-------- The data --------

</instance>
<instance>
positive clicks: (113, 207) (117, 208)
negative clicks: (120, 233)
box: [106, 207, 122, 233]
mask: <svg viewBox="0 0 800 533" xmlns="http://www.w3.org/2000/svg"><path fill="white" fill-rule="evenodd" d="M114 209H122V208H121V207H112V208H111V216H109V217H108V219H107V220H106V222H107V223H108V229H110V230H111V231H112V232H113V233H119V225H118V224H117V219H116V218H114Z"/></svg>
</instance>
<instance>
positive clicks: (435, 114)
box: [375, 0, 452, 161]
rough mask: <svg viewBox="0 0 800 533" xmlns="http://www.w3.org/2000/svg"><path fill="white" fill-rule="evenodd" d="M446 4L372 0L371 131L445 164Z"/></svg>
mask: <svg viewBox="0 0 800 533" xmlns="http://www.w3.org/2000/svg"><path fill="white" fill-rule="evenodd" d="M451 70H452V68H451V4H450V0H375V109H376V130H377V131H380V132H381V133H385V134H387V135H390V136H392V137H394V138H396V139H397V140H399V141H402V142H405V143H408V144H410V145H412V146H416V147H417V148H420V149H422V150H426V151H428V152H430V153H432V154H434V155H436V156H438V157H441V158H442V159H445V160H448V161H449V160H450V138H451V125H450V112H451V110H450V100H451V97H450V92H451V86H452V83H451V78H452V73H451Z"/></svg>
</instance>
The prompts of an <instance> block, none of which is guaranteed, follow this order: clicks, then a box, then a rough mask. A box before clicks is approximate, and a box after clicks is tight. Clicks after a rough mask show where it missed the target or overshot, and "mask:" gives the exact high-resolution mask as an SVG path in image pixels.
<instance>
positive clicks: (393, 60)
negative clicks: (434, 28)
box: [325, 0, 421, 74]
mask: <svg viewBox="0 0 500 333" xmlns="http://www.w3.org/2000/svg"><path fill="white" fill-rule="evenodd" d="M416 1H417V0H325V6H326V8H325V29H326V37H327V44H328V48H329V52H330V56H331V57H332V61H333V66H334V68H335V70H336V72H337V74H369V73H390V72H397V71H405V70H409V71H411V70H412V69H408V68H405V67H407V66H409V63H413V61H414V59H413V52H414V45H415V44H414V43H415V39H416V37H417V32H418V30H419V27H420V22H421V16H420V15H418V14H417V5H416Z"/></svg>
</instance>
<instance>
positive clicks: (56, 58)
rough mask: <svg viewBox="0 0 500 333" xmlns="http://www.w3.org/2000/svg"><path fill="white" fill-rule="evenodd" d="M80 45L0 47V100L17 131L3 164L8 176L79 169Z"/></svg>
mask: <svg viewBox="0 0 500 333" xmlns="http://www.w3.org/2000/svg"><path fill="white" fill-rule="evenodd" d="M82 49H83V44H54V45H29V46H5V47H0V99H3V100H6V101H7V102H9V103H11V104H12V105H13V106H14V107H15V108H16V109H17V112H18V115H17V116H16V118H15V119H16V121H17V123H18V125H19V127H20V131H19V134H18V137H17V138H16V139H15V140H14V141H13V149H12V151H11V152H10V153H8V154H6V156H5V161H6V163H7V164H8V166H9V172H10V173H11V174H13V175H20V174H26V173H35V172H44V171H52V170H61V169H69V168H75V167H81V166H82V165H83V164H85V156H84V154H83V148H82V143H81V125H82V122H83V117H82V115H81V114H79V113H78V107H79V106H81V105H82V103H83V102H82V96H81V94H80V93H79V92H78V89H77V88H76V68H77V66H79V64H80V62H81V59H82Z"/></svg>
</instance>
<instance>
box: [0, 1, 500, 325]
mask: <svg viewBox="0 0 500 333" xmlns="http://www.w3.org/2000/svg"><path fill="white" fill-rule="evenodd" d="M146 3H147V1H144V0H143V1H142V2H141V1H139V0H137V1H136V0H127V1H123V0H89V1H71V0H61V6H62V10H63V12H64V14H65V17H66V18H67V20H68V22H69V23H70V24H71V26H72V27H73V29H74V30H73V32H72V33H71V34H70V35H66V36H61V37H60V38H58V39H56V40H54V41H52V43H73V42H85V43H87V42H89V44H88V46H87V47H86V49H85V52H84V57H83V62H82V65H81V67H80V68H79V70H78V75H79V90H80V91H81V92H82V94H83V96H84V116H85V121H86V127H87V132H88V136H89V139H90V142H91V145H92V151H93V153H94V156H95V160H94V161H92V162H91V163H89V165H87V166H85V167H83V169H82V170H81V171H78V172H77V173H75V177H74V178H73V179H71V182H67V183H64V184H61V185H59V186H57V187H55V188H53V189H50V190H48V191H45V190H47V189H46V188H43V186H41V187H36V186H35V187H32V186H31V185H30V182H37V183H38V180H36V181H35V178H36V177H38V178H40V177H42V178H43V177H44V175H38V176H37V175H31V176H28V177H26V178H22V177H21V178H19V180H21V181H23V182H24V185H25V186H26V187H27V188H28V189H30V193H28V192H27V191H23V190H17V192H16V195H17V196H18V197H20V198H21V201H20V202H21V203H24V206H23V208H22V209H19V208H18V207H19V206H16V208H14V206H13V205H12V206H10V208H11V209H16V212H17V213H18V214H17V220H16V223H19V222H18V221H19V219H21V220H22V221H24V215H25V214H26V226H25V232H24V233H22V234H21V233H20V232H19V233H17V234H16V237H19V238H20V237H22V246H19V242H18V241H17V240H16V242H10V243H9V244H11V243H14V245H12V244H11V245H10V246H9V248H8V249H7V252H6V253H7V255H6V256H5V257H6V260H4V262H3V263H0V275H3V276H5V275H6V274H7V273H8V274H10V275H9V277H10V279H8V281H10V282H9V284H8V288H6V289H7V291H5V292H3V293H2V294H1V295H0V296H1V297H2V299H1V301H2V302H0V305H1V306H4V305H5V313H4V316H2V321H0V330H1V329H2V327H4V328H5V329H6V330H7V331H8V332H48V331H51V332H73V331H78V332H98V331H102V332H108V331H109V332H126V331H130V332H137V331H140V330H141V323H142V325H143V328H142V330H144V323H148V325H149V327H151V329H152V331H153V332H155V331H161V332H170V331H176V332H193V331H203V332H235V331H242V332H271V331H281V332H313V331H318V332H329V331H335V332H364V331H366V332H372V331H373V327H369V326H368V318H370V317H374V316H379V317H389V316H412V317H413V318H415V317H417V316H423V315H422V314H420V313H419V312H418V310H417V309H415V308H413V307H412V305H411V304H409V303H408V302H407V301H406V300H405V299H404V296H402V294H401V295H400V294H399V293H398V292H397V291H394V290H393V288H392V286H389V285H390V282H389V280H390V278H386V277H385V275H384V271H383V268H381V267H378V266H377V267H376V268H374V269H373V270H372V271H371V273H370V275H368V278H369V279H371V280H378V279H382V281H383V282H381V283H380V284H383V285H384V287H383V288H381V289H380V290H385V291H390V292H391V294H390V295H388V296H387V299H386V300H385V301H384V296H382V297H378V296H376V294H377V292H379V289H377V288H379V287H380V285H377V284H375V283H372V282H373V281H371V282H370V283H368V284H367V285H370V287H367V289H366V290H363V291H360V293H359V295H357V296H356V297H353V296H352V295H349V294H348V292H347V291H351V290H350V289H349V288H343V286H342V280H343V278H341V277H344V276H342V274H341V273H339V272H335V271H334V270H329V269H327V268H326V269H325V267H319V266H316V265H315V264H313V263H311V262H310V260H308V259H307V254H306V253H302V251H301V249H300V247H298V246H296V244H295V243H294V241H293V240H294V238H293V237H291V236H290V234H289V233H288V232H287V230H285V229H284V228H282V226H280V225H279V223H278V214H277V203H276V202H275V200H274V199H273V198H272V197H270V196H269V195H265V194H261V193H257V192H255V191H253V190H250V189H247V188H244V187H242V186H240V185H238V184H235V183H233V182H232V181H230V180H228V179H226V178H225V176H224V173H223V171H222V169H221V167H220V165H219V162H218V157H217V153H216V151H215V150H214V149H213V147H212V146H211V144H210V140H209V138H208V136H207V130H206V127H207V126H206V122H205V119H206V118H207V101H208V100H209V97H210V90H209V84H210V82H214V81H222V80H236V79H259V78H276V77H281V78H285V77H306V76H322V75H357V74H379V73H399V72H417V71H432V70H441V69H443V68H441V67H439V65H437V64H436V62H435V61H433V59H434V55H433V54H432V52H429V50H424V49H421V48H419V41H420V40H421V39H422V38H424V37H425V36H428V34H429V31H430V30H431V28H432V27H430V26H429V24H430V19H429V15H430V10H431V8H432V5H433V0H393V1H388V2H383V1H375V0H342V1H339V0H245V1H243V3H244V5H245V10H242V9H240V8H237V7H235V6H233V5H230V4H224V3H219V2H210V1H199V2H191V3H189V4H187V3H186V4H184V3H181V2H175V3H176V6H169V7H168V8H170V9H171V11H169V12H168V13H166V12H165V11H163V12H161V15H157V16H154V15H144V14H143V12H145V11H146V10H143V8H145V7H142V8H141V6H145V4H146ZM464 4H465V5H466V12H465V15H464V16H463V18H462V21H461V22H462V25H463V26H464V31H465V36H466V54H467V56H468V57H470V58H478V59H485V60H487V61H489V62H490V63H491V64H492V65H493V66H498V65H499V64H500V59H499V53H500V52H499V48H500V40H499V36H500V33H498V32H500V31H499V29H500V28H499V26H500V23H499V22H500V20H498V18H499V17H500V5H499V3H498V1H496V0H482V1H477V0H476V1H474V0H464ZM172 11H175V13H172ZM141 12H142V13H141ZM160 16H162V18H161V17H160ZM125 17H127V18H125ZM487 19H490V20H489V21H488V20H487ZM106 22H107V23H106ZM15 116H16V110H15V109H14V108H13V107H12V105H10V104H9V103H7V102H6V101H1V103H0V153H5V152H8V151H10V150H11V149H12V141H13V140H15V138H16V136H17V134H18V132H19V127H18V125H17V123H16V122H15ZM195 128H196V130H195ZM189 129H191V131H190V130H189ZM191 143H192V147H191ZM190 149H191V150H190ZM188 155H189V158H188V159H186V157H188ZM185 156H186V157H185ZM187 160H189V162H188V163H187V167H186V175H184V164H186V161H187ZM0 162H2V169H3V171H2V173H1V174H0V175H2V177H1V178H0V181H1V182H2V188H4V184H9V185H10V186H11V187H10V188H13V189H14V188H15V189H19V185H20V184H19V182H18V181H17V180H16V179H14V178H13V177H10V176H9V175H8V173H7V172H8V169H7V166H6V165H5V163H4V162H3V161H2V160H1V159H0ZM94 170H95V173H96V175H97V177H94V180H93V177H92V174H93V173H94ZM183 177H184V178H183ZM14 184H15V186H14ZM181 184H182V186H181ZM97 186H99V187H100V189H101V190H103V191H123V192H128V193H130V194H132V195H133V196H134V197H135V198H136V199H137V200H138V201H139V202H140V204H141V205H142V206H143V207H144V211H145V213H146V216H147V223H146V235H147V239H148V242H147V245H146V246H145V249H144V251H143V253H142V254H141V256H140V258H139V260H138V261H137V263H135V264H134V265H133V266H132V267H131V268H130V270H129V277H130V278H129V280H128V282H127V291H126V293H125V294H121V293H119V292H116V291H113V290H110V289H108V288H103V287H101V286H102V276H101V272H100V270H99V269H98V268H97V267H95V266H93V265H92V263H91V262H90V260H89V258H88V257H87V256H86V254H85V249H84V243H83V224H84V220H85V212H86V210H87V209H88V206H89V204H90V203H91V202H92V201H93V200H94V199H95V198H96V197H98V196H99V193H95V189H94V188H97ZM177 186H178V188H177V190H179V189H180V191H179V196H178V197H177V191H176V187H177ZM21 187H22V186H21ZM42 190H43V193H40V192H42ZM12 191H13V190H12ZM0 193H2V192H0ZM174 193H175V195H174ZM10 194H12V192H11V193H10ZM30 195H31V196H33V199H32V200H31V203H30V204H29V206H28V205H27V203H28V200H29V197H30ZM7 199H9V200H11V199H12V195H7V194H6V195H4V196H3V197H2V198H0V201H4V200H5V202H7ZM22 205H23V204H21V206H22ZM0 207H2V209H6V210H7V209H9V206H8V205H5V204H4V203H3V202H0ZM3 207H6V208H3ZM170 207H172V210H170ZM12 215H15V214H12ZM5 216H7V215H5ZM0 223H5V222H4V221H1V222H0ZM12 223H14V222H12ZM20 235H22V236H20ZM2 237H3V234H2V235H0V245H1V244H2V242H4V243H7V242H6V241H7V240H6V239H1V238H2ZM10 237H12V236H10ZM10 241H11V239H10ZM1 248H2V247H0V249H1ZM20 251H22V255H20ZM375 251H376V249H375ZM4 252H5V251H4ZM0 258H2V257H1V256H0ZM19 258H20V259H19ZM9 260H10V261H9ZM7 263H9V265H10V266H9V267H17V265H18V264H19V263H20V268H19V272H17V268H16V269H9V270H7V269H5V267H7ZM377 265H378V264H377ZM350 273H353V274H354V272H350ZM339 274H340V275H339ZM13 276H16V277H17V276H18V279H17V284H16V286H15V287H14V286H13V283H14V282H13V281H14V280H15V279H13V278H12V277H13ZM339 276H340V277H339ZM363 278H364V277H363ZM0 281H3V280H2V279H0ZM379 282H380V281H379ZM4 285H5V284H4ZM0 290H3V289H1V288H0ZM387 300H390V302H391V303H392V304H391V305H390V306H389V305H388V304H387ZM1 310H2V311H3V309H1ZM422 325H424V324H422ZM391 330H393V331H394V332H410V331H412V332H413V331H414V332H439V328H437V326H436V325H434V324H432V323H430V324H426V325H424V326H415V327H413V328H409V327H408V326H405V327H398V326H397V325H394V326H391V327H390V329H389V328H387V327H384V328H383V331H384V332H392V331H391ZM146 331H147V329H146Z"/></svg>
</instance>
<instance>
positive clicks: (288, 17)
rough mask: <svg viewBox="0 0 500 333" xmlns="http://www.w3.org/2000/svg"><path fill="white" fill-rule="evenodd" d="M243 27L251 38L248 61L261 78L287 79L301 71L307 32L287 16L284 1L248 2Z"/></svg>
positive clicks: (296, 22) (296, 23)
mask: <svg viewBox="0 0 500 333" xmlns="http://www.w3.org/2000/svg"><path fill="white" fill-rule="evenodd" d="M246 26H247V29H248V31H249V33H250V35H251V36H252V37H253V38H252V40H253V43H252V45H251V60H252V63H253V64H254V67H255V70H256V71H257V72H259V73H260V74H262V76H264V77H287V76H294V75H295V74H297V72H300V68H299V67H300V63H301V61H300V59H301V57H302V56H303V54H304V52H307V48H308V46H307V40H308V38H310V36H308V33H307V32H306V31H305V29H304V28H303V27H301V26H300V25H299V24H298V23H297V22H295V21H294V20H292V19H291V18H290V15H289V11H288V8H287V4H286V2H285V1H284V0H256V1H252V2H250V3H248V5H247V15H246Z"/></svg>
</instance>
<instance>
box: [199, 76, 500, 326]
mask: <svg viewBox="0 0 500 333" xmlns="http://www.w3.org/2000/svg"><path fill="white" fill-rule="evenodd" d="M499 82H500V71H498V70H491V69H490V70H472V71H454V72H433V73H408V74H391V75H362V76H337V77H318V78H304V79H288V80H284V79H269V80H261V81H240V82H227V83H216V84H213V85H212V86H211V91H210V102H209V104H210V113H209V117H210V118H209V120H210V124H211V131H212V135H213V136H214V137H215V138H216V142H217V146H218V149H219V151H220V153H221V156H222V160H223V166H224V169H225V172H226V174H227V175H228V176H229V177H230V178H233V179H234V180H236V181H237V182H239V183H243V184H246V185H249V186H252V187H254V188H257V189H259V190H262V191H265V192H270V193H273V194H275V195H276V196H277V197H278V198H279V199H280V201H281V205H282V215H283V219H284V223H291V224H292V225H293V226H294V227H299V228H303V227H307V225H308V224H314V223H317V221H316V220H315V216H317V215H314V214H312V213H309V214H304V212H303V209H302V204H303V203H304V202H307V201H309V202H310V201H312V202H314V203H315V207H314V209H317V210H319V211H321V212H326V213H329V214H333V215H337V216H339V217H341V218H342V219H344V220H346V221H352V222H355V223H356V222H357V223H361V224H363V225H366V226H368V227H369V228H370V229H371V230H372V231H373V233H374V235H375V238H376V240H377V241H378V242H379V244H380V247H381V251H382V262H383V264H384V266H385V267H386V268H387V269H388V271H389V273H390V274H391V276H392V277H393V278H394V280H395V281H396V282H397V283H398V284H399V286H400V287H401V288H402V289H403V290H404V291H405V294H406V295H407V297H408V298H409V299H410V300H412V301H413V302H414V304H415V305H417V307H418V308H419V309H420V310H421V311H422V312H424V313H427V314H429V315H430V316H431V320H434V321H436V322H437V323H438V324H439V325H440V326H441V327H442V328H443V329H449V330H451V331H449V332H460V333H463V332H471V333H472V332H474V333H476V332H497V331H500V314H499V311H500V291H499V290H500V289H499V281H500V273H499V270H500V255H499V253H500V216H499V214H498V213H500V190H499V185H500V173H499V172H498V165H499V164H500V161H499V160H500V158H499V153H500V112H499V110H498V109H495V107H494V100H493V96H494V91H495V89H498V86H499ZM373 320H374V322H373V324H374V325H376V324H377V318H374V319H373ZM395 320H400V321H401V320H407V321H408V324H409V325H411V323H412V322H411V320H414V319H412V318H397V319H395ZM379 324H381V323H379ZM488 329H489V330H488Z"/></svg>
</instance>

--------

- Exercise goal:
Word for word, restate the data above from its first line down to and including the line with "box: [375, 0, 452, 161]".

- Answer area:
</instance>
<instance>
positive clicks: (113, 207) (117, 208)
negative clicks: (120, 233)
box: [106, 207, 122, 233]
mask: <svg viewBox="0 0 800 533" xmlns="http://www.w3.org/2000/svg"><path fill="white" fill-rule="evenodd" d="M114 209H122V208H121V207H112V208H111V216H109V217H108V219H107V220H106V222H107V223H108V229H110V230H111V231H112V232H113V233H119V225H118V224H117V219H116V218H114Z"/></svg>
</instance>
<instance>
positive clicks: (435, 114)
box: [375, 0, 452, 161]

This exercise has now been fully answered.